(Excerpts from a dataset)
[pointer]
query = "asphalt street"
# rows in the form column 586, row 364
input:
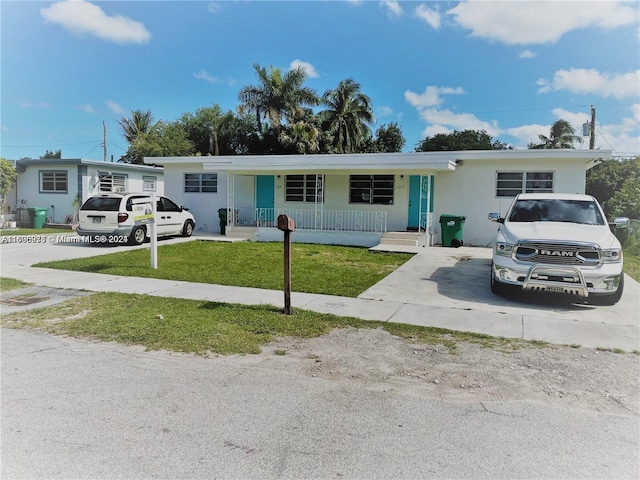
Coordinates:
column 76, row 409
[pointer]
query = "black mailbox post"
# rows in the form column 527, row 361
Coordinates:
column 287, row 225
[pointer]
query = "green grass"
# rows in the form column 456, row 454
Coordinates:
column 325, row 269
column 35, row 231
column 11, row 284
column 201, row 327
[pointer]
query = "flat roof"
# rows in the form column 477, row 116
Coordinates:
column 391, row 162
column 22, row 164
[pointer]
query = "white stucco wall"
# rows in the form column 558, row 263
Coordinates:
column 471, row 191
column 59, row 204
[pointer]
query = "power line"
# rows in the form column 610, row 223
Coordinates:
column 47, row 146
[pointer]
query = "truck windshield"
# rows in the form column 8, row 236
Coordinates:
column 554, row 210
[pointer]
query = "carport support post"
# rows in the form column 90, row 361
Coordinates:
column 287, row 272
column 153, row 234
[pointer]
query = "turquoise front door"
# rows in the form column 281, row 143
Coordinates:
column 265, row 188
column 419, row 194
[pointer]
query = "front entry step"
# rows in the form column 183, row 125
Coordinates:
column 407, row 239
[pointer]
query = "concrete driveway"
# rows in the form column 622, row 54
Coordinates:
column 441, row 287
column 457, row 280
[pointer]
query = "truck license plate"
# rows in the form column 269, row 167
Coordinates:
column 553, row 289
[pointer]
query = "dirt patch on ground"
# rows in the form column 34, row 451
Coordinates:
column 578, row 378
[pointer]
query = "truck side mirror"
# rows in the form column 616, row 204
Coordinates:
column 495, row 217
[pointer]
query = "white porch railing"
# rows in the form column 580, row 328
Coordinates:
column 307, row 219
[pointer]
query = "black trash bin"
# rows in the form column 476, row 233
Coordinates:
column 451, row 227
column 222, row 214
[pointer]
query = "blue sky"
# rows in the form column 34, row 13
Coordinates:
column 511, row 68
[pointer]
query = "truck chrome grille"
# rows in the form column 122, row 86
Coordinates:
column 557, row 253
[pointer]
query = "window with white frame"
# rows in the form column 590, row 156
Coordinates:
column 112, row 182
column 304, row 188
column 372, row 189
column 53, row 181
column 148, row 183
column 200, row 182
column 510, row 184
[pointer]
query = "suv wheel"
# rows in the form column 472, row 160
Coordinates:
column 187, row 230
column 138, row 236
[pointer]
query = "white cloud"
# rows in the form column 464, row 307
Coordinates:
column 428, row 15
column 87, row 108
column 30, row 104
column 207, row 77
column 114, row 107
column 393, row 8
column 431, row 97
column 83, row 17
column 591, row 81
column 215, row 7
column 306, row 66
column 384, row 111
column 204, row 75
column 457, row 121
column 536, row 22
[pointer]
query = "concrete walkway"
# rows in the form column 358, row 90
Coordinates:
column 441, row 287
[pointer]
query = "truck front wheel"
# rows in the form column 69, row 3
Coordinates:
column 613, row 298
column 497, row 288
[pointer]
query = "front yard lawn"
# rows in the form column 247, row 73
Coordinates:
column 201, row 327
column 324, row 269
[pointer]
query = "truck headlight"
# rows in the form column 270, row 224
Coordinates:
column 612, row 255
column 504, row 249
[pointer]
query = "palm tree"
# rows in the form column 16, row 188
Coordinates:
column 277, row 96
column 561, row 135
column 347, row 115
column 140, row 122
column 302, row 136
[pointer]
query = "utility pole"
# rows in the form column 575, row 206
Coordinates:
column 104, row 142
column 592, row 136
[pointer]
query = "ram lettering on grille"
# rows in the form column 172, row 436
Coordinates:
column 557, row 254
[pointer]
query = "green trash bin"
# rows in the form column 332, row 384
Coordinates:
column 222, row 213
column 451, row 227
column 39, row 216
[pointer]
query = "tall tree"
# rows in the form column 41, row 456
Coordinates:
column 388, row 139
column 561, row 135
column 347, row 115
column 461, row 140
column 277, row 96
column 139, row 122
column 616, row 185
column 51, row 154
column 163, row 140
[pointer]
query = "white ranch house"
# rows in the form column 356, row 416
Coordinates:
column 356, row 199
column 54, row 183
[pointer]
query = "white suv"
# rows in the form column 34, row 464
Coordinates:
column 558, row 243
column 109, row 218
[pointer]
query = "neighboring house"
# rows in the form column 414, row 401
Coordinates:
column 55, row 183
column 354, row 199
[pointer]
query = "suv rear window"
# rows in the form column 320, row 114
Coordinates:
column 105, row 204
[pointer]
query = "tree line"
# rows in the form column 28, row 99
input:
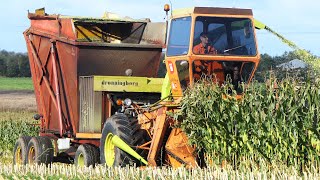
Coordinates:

• [Exercise prompt]: Check each line of the records above for the string "truck", and report every line that has it.

• [Output below]:
query = "truck windshield"
query = "truck license plate"
query = "truck side mirror"
query = "truck chrome grille"
query = "truck front wheel"
query = "truck headlight"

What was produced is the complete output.